Nenne alle Vereine, Interessengemeinschaften und Gesellschaften, die der Text über die Sandkerwa und den Apoll mit Namen erwähnt.

┌─ UNTERSUCHTER TEXT

Beim Thema Kultur und Sand fällt immer wieder das Stichwort Sandkerwa. Es gibt Ideen und Visionen einzelner, die sich eine stärker kulturell geprägte Sandkerwa wünschen. Mancher träumt von hochkarätiger Live-Musik statt Kerwa-Mainstream. Mehrheitsfähig ist das vermutlich weder im Sand noch bei den Besuchern. Und die veranstaltende Sandkerwa-Veranstaltungs-GmbH ächzt jedes Jahr aufs Neue über verschärfte Auflagen, die kaum noch zu finanzieren seien. Die Kerwa bleibt also in erster Linie eine Veranstaltung für die Freunde der „Bier-Kultur“. Immerhin fließt ein Teil der Kerwa-Erlöse ins bereits erwähnte Projekt Kesselhaus.
Beim Spaziergang durch den Sand darf der Apoll nicht fehlen. Vor drei Jahren war dessen Aufstellung noch der große Aufreger, jetzt gehört er einfach dazu. Vor der Elisabethenkirche steht er und begrüßt die aus dem Norden kommenden Gäste mit seinen blauen Augen. Markus Lüpertz selbst war es, der mit geschultem Blick den Standort festlegte. Nun ist es ja so, dass Kunstwerke im öffentlichen Raum nicht überall auf Gegenliebe stoßen und gefragt werden die Bürger selten. Beim Apoll war das etwas anders. Nachdem klar war, dass die Stadt Bamberg den Apoll kaufen wird, aber unklar, wo er denn genau aufgestellt werden soll, haben die Vorstände von Bürgerverein IV. Distrikt und IG interesSAND… der Stadt freundlich den Elisabethenplatz als Standort vorgeschlagen. Deren Bekenntnis war eindeutig: „Ja, wir wollen den Apoll“. Bei so viel Liebe zur Kunst konnte die Stadt gar nicht anders als ja sagen. Dank der Laudatio von Lüpertz Skatkumpel und Bundeskanzler a.D. Schröder wurde die Enthüllung des Apolls zu einem öffentlichen Fest der Kunst, wie es Bamberg zuvor noch nicht gesehen hat.
Und so viel Debatte, ob am Stammtisch oder in Leserbriefen, wie es vor und nach der Aufstellung des Apolls gegeben hat, wünscht sich insgeheim jeder Kulturschaffende. Der Apoll wurde, trotz aller Unkenrufe, bisher weder umgefahren noch mutwillig beschädigt. Nur einmal hat die „grüne Hand“, der (oder die) ganz Bamberg mit Farbe beschmiert, auch das Bein des Apolls – ganz dezent- grün bemalt. Bei der Frage, wie man mit der mutwilligen Sachbeschädigung umgehen soll, hatte ein souveräner Lüpertz die passende Antwort. Nachdem er mit seinem seidenen Einstecktuch das Bein poliert hatte, erklärte er das Grün verschmierte Bein einfach zur Kunst.

└─
┌─ DATENAUSZÜGE

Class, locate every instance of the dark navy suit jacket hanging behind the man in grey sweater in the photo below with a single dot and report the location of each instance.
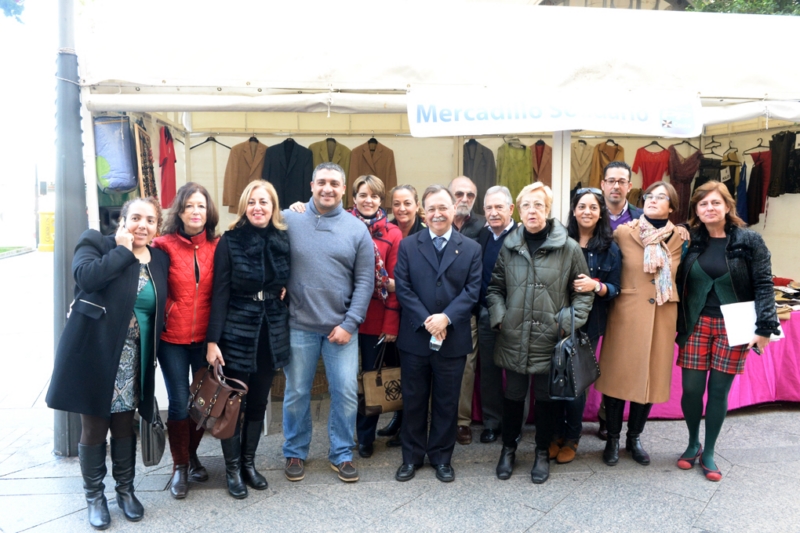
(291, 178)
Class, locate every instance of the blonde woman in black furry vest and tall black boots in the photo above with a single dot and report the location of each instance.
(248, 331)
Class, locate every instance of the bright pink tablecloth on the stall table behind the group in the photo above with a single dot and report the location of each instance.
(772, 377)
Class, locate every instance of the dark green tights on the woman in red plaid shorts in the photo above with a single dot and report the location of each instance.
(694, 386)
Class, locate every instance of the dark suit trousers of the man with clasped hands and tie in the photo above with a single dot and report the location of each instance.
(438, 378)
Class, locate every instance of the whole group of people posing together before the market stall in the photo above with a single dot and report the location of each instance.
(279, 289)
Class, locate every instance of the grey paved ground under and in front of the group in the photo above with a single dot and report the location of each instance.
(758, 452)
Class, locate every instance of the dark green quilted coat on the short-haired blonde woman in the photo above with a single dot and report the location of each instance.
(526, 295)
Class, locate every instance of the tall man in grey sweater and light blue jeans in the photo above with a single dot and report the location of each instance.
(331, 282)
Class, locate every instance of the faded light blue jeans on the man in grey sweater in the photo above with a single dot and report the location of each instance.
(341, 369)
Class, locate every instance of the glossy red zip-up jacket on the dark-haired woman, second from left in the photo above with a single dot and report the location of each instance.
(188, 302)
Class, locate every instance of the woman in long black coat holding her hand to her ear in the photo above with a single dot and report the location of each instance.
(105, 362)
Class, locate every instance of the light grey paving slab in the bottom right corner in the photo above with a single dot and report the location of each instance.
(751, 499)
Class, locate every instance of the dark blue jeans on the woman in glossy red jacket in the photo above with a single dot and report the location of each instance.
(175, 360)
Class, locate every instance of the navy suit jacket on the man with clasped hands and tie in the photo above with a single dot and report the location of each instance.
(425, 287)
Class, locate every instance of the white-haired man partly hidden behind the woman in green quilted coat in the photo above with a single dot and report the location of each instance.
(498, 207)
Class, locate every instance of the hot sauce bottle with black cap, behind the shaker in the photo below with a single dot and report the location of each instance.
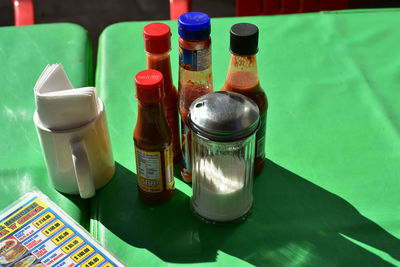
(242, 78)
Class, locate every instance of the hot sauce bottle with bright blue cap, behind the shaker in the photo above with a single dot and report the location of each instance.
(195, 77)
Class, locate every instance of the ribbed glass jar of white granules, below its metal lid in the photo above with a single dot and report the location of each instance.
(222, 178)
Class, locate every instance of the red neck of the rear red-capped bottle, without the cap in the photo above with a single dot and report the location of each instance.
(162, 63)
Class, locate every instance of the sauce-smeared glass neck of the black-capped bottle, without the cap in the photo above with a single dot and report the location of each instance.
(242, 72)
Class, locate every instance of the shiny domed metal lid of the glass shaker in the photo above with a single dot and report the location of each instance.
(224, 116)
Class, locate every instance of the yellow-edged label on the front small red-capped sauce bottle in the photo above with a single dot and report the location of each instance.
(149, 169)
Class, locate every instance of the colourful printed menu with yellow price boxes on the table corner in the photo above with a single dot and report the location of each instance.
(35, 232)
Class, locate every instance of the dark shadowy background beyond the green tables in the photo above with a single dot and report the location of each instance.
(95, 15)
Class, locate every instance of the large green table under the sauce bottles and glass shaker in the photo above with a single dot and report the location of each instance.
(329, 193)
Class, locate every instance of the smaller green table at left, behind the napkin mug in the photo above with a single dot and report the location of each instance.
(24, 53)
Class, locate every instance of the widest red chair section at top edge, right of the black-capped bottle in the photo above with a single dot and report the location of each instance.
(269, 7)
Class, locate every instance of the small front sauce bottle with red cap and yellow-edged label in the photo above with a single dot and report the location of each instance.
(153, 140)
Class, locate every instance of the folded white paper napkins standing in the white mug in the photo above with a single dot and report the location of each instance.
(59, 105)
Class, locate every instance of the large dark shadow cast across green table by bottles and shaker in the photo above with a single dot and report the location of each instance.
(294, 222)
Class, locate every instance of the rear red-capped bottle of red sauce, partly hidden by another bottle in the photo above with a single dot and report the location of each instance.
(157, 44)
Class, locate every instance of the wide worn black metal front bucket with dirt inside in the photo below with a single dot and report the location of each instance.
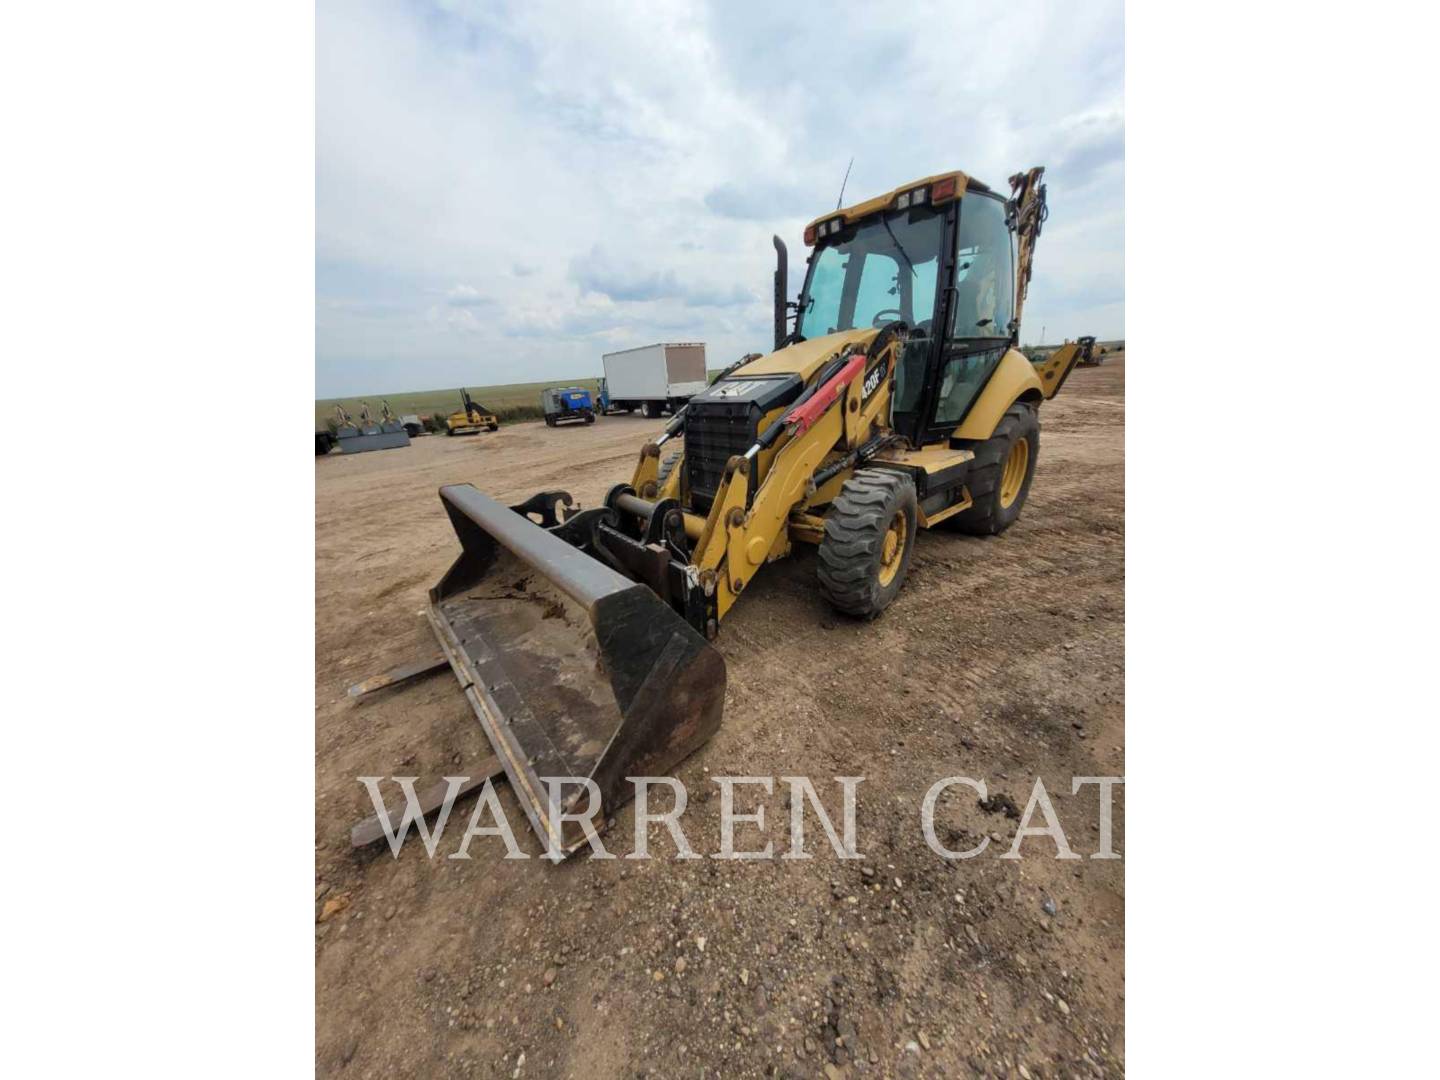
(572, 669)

└─

# LÖSUNG DAZU:
- Sandkerwa-Veranstaltungs-GmbH
- Bürgerverein IV. Distrikt
- IG interesSAND…